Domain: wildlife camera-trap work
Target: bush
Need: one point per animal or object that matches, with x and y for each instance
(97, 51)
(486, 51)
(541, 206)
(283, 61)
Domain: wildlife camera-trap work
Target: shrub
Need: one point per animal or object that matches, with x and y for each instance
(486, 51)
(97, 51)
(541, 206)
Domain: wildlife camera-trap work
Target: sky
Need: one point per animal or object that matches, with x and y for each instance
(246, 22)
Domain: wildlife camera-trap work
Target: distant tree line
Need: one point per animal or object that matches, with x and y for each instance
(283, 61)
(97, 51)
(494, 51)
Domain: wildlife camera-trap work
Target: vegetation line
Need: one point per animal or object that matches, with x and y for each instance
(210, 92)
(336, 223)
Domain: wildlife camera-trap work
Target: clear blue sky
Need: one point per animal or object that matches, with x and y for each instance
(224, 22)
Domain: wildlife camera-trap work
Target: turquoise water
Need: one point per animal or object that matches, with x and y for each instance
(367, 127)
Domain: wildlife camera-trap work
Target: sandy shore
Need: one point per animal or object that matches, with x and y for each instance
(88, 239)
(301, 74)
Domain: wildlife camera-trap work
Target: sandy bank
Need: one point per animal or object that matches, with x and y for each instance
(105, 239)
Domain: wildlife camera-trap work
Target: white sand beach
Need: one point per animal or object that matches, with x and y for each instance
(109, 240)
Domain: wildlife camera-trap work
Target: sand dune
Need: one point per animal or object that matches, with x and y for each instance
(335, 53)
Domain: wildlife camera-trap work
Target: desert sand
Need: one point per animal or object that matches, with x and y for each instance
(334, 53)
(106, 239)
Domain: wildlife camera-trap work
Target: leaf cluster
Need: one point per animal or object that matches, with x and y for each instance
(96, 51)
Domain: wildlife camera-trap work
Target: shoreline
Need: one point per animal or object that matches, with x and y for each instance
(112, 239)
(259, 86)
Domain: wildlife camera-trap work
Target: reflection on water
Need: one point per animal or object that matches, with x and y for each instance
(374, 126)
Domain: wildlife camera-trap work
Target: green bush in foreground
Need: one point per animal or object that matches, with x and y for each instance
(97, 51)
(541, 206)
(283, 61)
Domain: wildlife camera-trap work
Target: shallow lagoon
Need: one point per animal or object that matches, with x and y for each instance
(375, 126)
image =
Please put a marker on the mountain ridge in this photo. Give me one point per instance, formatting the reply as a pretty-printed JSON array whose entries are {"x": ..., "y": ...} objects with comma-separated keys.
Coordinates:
- - -
GOAL
Which lines of the listing above contain the string "water"? Select each one in full, and count a match only when the case is the same.

SOLVED EXERCISE
Target: turquoise water
Target: reflection on water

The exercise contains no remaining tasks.